Texte source:
......
LES
PLACES VACANTES
Joël BRADMETZ
Des
inférences très intuitives
Supposons
qu'un jeune enfant cherche son ballon. Il lui reste à fouiller
un coffre à jouets et un cartable d'écolier. Il ne
cherchera évidemment pas dans ce dernier qui n'a pas la place
physique de contenir un ballon. Même un bébé peut
faire des inférences de ce type et ne cherchera pas un livre
dans une boîte d'allumettes. (Quoiqu'il puisse parfois essayer
de monter dans une voiture miniature, mais c'est une autre
histoire...)
La chance de trouver un objet dépend donc de
la place potentielle qui lui est faite, dans ces exemples cette
chance est physiquement nulle et il n'est pas utile de
chercher.
Supposons maintenant que vous deviez découvrir un
document détenu par une personne qui a été
choisie au hasard dans un groupe.
......
Consigne:
Dans le texte sur les inférences intuitives, recopiez mot pour mot le passage qui s'ouvre sur « La chance de » et se ferme sur « dans un groupe. ». Les entrées ne sont pas utiles ici.

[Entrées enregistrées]
......
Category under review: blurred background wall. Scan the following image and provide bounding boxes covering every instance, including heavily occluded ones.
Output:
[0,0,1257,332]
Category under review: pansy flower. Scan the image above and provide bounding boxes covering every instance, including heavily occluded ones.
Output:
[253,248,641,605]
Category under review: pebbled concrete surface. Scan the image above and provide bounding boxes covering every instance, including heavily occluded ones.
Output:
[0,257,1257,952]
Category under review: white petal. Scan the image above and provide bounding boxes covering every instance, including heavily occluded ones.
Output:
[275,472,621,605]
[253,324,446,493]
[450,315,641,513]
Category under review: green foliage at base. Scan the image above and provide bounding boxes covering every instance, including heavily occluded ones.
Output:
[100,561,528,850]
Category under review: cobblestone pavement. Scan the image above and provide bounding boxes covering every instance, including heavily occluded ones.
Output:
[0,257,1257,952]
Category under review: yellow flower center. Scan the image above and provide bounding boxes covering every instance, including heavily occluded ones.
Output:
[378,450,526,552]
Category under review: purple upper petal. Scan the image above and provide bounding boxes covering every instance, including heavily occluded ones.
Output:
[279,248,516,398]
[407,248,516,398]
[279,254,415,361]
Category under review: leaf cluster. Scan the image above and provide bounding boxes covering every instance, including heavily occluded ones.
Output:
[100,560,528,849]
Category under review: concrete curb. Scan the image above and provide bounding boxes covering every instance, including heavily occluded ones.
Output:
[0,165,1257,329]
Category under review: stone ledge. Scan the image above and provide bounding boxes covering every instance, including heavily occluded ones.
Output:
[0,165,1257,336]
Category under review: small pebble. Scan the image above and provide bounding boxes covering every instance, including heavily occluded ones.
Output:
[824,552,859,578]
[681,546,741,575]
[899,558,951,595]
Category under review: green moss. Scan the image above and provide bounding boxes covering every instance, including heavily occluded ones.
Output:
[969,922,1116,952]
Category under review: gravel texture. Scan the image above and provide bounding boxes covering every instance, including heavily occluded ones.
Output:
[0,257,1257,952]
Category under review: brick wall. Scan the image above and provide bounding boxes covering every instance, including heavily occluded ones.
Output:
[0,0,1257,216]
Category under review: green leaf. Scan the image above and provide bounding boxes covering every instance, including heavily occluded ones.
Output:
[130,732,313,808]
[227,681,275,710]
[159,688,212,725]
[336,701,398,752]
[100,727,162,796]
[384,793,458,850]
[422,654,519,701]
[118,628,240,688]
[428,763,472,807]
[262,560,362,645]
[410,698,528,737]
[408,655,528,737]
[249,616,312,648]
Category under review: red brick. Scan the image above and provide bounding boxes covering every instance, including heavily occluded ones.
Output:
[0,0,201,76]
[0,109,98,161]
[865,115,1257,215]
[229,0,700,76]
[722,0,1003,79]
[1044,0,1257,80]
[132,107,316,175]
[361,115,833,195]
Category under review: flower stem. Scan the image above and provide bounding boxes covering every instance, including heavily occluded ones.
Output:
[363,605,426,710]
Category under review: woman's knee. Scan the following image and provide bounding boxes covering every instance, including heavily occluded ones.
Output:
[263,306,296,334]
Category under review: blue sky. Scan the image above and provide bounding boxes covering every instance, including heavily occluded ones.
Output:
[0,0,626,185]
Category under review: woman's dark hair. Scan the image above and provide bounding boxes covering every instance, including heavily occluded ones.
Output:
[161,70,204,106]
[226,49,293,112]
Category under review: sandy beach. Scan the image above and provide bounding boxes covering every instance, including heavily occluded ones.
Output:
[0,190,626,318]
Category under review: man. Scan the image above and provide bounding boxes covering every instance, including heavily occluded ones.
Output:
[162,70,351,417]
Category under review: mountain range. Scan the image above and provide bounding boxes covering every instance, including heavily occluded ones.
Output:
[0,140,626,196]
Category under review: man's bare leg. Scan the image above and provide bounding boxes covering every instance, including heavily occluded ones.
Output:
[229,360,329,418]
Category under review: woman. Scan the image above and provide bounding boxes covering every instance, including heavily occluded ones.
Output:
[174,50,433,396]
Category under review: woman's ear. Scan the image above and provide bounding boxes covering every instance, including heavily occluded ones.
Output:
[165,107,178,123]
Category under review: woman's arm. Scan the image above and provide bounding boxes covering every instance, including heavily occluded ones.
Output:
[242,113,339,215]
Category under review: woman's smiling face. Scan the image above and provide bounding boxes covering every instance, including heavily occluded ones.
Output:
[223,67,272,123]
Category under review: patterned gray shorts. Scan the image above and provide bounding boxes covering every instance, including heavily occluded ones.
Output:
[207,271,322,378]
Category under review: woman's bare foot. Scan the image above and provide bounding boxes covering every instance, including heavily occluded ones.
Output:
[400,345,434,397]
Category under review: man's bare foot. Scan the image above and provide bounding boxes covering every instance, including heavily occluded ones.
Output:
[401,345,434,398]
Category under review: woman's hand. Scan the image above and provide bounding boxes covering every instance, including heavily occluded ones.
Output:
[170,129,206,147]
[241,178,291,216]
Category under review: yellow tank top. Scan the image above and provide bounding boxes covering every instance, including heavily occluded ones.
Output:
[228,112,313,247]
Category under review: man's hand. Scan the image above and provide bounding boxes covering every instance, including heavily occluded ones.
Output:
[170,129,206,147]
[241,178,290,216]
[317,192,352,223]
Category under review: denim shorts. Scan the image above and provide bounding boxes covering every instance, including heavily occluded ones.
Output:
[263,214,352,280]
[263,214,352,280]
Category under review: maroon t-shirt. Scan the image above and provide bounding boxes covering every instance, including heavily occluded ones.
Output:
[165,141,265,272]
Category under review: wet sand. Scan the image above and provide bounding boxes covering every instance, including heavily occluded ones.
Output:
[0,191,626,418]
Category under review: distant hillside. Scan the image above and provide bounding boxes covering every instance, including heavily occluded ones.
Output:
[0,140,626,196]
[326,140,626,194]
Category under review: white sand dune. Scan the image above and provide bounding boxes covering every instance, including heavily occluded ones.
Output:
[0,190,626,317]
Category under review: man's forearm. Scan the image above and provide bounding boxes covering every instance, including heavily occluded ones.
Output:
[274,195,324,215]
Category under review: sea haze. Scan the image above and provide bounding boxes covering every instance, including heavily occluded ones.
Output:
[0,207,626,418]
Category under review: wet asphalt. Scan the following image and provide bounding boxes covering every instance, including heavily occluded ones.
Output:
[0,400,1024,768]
......
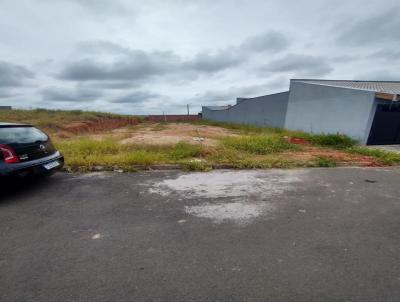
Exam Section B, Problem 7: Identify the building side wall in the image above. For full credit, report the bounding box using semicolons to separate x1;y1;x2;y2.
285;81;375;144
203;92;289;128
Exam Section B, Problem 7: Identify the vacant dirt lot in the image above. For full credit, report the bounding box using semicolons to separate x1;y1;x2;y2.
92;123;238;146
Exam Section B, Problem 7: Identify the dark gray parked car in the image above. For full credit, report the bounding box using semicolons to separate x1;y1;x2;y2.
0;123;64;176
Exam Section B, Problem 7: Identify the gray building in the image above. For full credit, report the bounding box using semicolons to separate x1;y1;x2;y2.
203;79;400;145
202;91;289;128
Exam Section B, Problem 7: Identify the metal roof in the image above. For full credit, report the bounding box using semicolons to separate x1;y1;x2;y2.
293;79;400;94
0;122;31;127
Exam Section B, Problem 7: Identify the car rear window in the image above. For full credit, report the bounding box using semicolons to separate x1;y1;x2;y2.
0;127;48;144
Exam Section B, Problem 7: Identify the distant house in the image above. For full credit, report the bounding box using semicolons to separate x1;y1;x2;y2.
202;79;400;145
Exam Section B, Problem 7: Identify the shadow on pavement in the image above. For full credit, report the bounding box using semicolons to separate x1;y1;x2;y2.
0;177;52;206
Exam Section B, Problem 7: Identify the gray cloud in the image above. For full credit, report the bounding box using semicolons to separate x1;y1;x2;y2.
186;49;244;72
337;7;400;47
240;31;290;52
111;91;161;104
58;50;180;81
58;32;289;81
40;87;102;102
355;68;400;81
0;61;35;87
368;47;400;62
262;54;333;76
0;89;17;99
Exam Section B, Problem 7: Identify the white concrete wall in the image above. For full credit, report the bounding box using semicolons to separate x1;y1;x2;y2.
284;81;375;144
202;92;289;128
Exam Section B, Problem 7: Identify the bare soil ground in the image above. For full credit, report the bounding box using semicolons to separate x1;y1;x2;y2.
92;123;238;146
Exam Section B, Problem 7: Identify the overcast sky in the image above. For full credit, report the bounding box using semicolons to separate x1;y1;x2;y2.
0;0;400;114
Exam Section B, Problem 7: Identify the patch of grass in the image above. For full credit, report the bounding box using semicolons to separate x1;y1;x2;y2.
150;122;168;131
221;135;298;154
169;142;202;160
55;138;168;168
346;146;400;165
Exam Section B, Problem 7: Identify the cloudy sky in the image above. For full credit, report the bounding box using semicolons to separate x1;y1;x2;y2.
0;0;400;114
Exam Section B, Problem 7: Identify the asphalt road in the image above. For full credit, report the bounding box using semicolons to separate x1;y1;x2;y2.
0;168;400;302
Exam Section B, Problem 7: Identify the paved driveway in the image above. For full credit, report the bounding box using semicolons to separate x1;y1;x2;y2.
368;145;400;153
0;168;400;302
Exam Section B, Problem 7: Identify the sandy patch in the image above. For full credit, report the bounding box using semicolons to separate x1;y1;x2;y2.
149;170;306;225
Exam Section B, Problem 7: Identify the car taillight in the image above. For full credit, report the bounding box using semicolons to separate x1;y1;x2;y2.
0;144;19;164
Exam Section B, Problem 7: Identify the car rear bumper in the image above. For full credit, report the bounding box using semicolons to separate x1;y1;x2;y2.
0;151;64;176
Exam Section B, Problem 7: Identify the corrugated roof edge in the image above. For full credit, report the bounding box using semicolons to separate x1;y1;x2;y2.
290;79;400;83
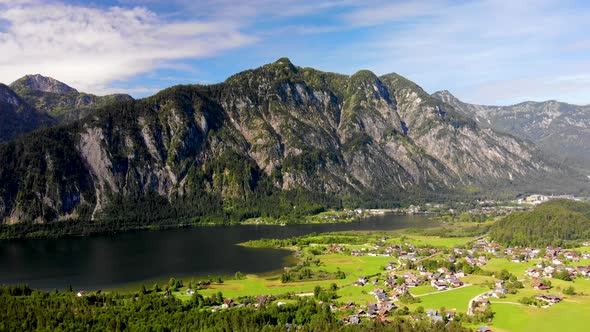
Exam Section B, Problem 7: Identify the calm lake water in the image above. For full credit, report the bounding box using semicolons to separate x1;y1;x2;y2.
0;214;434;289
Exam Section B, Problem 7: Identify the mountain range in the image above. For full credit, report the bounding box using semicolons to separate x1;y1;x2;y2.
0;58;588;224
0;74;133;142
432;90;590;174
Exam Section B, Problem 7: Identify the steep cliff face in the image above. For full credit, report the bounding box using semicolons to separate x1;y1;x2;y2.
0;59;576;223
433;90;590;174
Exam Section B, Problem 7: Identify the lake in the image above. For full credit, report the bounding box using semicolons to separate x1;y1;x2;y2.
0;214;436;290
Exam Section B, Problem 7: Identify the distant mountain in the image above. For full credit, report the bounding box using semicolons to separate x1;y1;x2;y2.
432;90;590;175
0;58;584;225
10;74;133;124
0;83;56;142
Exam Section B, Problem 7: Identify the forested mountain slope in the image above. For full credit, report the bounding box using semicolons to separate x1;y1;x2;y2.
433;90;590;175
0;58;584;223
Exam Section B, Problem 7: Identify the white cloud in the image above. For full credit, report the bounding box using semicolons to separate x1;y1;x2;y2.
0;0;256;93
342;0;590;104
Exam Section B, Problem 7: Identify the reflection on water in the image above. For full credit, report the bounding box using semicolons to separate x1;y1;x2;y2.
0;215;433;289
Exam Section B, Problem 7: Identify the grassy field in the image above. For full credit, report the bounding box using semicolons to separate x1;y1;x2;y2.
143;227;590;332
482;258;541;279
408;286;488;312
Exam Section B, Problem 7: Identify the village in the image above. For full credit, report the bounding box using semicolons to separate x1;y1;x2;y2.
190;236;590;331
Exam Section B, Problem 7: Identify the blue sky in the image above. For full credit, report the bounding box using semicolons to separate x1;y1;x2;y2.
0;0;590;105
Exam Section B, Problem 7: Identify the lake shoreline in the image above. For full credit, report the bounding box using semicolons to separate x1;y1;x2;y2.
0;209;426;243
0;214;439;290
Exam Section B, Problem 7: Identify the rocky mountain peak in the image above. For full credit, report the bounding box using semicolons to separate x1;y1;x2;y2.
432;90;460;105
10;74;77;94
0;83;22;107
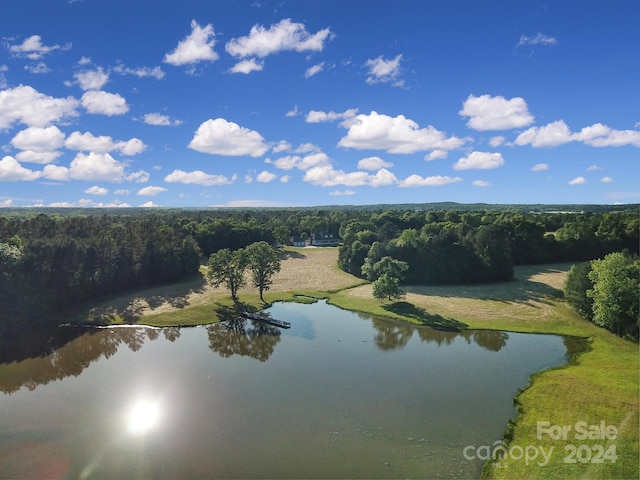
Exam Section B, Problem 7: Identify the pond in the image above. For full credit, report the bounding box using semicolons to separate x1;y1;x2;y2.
......
Exercice corrigé:
La chance de trouver un objet dépend donc de
la place potentielle qui lui est faite, dans ces exemples cette
chance est physiquement nulle et il n'est pas utile de
chercher.
Supposons maintenant que vous deviez découvrir un
document détenu par une personne qui a été
choisie au hasard dans un groupe.